Material provided =

------------------------------

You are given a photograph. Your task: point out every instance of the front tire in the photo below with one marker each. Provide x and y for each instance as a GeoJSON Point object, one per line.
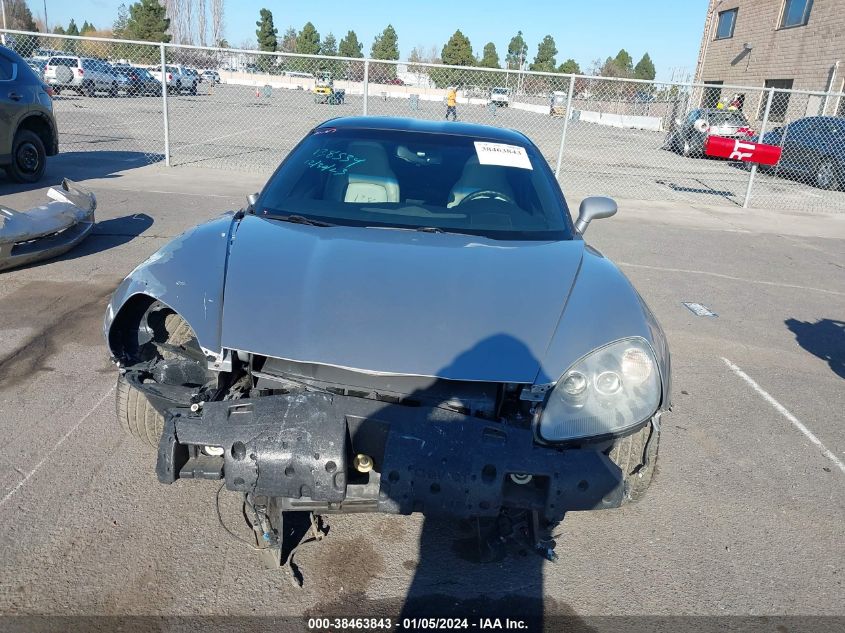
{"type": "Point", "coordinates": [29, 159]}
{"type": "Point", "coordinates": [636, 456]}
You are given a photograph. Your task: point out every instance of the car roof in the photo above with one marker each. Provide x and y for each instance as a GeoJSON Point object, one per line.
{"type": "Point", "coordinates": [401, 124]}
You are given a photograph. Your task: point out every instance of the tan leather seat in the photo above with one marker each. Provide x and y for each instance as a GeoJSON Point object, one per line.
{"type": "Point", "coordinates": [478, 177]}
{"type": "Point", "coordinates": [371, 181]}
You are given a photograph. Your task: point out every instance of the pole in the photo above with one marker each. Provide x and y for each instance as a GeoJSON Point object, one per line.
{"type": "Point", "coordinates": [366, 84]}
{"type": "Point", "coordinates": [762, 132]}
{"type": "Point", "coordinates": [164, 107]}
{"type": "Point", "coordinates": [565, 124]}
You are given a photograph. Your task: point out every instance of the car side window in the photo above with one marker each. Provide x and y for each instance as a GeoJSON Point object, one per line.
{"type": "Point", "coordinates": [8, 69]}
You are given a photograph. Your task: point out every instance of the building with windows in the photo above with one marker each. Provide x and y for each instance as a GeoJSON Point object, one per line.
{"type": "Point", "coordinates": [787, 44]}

------------------------------

What to produce = Reproduce all of the records above word for word, keeping every line in its original order, but omit the pictures.

Reply to the task =
You are given a photograph. Your task: point out every instance of the front tire in the photo below with one marker each. Provide x and y for each instance as a GeoJSON Point object, one per line.
{"type": "Point", "coordinates": [29, 159]}
{"type": "Point", "coordinates": [636, 456]}
You are given a photograph. Your task: point out every instance of the car roof in the photo above with one marker each. Provide x and y for each instance as a GeoJSON Point object, one per line.
{"type": "Point", "coordinates": [401, 124]}
You are given a photograph. Your task: point out every instance of the tan leather seat in the photo above with one marker each. Provide x and y for each instance as a GeoJSON Point object, one per line.
{"type": "Point", "coordinates": [478, 177]}
{"type": "Point", "coordinates": [371, 181]}
You are given a photograph. Your task: point out every instance of the pole in the photo above with one marker each. Provide x and y for each instance as a GeoJSON Point object, one per line.
{"type": "Point", "coordinates": [366, 84]}
{"type": "Point", "coordinates": [762, 132]}
{"type": "Point", "coordinates": [164, 107]}
{"type": "Point", "coordinates": [565, 124]}
You are given a photograph. Your task: point out every instance of the car side window in the photo above with one marker each. Provide x and y for each instance as a GeoJSON Point object, one per line.
{"type": "Point", "coordinates": [8, 69]}
You are given a photograph. Your task: point out every instance of the building with windows in the photo above with one marker each. Provide x and y for each instance as a GeoJSON Point object, one per line.
{"type": "Point", "coordinates": [787, 44]}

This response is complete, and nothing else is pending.